- Work to complete:
Gather all lines in the data that hold the string "below".

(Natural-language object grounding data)

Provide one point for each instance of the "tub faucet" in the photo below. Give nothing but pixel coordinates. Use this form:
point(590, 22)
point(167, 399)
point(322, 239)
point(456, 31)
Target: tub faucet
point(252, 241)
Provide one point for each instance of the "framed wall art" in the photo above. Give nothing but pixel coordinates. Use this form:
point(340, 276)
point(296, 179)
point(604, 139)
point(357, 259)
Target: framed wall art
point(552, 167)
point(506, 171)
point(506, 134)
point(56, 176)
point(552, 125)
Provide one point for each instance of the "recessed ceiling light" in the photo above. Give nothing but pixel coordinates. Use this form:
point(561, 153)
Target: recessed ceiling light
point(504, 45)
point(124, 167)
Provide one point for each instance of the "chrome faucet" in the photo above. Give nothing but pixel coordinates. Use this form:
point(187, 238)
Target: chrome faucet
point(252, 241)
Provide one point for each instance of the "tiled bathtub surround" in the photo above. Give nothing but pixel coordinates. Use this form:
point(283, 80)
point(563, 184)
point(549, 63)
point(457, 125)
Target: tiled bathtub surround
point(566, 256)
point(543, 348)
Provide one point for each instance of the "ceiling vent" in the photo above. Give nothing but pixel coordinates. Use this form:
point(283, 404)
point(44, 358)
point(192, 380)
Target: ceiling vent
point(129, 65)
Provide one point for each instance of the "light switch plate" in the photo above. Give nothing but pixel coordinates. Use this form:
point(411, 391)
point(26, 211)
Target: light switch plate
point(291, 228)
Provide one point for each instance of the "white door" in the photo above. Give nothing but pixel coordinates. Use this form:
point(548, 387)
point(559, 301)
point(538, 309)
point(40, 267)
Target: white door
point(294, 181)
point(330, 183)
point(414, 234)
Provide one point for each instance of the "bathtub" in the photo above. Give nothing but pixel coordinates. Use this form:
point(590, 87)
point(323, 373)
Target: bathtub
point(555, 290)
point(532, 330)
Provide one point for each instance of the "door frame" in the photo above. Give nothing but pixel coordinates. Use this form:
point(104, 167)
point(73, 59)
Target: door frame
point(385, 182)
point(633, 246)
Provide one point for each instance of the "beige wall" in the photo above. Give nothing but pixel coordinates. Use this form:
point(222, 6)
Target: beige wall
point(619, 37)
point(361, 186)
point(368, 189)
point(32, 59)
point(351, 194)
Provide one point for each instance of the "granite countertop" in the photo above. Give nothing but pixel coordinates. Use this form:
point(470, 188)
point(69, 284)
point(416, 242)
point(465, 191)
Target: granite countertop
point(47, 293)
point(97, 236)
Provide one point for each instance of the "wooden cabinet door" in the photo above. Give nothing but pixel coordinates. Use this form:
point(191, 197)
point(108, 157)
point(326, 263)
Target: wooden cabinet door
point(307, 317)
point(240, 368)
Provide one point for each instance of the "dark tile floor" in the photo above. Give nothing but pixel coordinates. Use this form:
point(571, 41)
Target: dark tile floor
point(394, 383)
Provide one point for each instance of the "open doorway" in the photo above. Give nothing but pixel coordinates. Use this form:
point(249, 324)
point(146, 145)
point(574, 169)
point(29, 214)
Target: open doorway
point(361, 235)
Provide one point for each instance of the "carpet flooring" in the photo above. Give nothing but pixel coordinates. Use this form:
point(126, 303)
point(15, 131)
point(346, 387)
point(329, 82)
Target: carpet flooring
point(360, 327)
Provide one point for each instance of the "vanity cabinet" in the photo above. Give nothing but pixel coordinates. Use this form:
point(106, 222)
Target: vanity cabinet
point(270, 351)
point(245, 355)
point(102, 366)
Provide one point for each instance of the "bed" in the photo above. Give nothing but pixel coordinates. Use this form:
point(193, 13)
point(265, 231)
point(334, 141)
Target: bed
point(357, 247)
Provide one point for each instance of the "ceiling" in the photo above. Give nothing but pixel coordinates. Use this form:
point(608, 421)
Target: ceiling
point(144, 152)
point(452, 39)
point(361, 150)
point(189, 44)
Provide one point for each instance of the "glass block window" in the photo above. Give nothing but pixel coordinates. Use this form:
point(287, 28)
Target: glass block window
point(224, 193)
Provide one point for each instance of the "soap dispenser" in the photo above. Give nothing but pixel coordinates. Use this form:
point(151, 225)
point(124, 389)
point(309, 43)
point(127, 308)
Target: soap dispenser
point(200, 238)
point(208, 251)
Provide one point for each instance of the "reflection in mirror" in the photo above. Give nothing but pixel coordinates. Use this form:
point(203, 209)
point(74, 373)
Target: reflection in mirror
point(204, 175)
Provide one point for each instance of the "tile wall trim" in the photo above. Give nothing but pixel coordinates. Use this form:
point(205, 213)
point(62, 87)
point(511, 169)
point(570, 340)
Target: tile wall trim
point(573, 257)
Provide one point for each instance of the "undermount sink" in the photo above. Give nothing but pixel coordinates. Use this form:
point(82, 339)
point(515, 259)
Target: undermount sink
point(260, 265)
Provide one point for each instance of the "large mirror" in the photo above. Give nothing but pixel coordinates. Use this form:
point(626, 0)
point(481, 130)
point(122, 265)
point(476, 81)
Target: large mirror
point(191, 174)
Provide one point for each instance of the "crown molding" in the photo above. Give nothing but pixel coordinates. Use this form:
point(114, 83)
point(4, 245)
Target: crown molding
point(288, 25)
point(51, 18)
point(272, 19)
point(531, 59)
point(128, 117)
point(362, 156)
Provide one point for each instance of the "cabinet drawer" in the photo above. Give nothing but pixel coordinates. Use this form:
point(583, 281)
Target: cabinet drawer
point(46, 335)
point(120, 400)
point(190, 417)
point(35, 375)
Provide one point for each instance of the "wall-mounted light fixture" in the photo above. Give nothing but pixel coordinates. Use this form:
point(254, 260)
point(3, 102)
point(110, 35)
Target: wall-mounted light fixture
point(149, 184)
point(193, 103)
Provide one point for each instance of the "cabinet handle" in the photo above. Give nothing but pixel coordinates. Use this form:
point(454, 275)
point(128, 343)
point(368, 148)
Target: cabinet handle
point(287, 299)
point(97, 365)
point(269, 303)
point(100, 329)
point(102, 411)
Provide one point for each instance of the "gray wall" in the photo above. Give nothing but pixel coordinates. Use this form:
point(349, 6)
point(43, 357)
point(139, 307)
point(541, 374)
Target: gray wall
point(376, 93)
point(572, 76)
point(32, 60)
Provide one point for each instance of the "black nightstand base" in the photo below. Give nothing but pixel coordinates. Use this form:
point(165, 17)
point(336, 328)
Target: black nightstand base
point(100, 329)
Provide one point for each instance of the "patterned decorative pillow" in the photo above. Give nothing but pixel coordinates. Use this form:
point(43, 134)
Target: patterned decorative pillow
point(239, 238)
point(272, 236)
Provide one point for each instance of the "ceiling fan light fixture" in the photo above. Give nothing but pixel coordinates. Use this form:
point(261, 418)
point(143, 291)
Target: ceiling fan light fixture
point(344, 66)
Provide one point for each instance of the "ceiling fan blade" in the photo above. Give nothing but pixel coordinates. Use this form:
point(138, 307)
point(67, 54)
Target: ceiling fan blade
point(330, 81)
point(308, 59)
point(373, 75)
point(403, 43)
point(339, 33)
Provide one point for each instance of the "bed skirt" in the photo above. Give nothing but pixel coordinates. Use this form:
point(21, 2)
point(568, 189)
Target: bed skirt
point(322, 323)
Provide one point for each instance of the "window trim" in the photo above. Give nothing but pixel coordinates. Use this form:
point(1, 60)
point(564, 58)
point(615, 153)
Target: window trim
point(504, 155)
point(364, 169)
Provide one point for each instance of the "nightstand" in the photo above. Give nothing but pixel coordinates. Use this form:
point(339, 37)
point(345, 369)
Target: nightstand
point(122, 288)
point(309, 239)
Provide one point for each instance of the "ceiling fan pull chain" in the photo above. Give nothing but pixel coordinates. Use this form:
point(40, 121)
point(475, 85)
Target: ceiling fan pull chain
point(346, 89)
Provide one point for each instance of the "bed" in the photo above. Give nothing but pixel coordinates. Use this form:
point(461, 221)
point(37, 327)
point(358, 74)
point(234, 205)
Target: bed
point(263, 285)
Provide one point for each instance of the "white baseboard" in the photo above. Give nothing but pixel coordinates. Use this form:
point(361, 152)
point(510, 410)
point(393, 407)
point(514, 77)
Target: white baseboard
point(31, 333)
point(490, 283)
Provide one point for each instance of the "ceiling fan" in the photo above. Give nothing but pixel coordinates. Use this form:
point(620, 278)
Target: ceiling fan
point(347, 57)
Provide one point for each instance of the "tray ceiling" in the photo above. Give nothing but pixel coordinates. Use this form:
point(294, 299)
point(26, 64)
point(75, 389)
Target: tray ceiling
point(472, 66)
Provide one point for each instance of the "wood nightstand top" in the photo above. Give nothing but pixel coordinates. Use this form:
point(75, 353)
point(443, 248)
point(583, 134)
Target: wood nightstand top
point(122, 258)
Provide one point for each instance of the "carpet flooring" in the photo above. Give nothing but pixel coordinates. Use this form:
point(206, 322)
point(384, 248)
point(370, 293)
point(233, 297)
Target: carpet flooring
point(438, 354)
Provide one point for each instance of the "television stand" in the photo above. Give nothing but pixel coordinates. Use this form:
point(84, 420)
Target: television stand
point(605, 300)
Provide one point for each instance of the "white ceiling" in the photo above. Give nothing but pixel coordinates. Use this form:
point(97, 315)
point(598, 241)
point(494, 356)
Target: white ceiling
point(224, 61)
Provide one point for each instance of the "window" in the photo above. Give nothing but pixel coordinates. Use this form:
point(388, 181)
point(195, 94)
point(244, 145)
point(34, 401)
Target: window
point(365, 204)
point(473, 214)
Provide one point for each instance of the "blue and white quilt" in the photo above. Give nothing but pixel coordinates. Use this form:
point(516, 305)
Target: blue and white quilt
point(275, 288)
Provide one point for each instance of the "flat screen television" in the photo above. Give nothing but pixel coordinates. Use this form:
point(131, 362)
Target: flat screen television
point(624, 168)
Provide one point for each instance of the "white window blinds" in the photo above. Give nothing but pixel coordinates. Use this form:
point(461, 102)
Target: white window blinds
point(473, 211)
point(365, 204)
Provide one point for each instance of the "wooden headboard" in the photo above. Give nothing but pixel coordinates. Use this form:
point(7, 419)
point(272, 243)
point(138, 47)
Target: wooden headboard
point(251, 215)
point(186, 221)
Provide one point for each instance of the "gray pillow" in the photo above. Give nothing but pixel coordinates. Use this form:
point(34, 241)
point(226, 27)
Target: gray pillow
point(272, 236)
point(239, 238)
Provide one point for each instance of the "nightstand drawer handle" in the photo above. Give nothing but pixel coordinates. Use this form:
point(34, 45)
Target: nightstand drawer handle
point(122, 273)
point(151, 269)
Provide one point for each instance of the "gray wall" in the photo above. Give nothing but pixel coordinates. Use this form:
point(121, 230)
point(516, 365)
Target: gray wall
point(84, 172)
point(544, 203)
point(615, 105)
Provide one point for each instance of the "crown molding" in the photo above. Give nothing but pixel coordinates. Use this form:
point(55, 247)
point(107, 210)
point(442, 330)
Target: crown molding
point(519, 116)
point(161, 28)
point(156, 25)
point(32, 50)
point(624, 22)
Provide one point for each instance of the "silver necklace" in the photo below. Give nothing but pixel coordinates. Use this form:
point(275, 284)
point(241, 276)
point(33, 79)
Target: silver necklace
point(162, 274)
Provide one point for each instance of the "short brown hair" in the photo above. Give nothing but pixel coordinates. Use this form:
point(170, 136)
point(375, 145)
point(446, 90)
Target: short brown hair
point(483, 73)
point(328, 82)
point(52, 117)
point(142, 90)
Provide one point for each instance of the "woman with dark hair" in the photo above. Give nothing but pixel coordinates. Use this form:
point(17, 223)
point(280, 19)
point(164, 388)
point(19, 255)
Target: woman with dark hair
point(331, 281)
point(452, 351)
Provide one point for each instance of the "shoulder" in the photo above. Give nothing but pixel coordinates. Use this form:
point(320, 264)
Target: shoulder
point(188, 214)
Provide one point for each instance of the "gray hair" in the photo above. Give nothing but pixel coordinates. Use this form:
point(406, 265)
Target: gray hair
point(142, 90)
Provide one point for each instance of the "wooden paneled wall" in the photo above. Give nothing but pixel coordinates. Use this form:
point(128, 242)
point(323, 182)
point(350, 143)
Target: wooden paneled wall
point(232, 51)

- Exercise solution:
Provide one point for each instance of the "tub faucet" in the photo below. Give nothing but pixel coordinates. Use this form:
Provide one point for each instance of the "black nightstand base" in the photo below. Give nothing but pixel coordinates. Use this form:
Provide one point for each instance of the "silver necklace" in the photo below. Give nothing but pixel coordinates. Use this form:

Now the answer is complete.